- Task details
Beginning with the line where "Could you please point to the silver" appears, retype every remaining line of the data below, both the first and last included.

- Saved data entries
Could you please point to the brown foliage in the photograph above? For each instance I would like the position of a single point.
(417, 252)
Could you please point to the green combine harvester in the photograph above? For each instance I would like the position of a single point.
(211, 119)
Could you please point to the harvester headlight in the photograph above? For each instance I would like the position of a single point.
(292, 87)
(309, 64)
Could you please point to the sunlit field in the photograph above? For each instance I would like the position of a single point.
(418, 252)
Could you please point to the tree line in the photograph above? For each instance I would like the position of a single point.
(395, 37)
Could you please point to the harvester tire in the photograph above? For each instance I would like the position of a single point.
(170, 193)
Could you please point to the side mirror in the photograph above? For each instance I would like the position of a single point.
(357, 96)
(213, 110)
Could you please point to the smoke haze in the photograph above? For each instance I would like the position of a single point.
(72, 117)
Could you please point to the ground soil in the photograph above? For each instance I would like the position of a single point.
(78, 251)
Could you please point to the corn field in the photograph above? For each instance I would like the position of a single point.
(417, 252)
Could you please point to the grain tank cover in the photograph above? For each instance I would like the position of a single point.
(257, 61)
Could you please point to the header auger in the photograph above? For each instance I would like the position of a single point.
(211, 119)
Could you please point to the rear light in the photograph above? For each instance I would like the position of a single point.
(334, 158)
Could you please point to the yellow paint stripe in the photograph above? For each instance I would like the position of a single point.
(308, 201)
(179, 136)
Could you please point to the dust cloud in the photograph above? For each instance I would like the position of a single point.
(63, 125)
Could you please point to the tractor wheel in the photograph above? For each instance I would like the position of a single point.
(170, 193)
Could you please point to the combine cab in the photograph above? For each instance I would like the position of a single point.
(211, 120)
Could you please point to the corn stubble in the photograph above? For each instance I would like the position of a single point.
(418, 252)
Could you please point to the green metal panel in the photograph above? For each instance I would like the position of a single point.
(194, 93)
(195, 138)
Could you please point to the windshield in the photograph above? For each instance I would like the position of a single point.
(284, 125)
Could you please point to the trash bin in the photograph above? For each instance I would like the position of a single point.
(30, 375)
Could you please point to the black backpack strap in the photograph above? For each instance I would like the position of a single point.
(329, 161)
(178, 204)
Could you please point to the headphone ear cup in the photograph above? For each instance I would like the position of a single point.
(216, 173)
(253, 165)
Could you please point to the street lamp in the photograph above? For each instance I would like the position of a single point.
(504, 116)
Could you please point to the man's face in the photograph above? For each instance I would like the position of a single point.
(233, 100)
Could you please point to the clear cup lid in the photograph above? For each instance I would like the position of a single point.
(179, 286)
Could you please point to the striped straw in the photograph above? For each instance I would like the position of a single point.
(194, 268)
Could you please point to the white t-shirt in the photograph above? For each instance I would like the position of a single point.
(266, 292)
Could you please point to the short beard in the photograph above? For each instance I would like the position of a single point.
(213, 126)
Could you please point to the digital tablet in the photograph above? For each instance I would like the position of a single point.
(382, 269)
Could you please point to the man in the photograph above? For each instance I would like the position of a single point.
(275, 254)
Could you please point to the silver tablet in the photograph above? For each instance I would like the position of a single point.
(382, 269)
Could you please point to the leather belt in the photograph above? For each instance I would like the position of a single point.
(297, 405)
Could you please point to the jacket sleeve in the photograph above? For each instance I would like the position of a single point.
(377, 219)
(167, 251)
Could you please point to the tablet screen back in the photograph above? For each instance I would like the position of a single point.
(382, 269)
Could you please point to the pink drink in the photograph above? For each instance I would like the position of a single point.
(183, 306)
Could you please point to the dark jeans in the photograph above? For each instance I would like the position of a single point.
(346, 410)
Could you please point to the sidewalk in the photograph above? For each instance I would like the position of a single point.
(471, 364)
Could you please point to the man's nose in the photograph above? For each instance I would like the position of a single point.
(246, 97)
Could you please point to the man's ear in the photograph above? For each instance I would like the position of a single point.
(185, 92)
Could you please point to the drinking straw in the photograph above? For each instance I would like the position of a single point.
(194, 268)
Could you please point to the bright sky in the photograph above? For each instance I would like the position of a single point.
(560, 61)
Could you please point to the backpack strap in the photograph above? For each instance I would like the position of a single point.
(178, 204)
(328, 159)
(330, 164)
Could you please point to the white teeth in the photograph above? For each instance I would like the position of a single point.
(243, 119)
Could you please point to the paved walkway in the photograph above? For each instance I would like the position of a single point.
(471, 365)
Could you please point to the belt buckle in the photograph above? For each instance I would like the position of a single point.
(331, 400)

- Solution to this problem
Could you please point to the silver tablet in the photograph above? For each instance I would like the position of a single point.
(382, 269)
Could you please point to the leather belt in the photograph above? For each instance I would like the position of a single point.
(297, 405)
Could you please point to the jacket sleeve in the photograph above? For each instance I would like the position of a single point.
(377, 219)
(167, 251)
Could you please point to the tablet screen back in the photograph above? For each instance I would like the position of a single point.
(382, 269)
Could you please point to the pink drink in the photograph above? For each instance I would like the position of a single point.
(183, 306)
Could you please point to the dark jeans in the photograph above? For each instance I would like the position of a single point.
(346, 410)
Could you please point to the sidewalk in the photograph above? For each instance I would like the position of a single point.
(471, 364)
Could you please point to the man's nose in the photograph above? For each instance I would like the position of a single point.
(246, 97)
Could you please point to the man's ear in the photograph above? For each instance I would like the position of a single point.
(185, 92)
Could you please point to the drinking straw in the photograph above? For each instance I would like the position of a single point.
(194, 268)
Could you please point to the bright sky in the photograph above? For each instance I would like the position of a single point.
(560, 61)
Could you please point to the backpack strap in the photograph above? For each instance I would like the position of a single point.
(178, 204)
(328, 159)
(330, 164)
Could you please point to the white teeth in the photograph above? For each instance I would like the position of a single point.
(243, 119)
Could you please point to the paved walkway in the photograph above? For each instance I would like the position of a single point.
(471, 365)
Could you please point to the belt buckle in the photograph above? For each instance I would like the position of a single point.
(331, 400)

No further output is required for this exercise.